Segment Start: EXTRACTED INFORMATION
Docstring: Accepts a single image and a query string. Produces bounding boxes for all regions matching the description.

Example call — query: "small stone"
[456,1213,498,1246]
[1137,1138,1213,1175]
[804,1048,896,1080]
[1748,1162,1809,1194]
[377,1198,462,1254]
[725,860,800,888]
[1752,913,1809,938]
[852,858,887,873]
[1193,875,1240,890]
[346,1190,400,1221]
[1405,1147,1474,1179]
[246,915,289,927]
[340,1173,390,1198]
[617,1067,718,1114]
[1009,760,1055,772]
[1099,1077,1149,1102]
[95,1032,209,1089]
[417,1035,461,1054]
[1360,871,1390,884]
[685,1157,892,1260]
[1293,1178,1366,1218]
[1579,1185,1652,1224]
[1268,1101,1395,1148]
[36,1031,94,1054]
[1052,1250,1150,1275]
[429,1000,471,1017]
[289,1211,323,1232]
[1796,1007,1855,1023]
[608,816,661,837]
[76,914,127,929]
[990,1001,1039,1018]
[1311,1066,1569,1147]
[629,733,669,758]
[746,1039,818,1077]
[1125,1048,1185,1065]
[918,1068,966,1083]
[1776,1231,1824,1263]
Segment End: EXTRACTED INFORMATION
• [ASSIGNMENT]:
Please give back all of the data exactly as it appears.

• [TASK ANSWER]:
Docstring: Accepts a single image and a query string. Produces bounding boxes for all regions matching the description.

Example call — query: "small stone"
[456,1213,498,1246]
[1137,1138,1213,1175]
[804,1048,896,1080]
[1748,1162,1809,1194]
[377,1198,462,1254]
[725,860,800,888]
[1752,913,1809,938]
[852,858,887,873]
[1193,875,1240,890]
[346,1190,400,1221]
[1405,1147,1474,1179]
[246,915,289,927]
[340,1173,390,1198]
[617,1067,718,1114]
[1009,760,1055,772]
[1099,1077,1149,1102]
[95,1032,209,1089]
[417,1035,461,1054]
[1360,871,1390,884]
[685,1157,892,1260]
[1293,1178,1366,1218]
[1579,1185,1652,1224]
[1268,1101,1395,1148]
[36,1031,94,1054]
[1052,1250,1150,1275]
[429,1000,471,1017]
[289,1211,323,1232]
[1796,1007,1855,1023]
[608,816,661,837]
[76,914,127,929]
[990,1001,1039,1018]
[1311,1066,1569,1147]
[629,733,669,758]
[746,1039,818,1077]
[1125,1048,1185,1065]
[918,1068,966,1083]
[1776,1231,1824,1263]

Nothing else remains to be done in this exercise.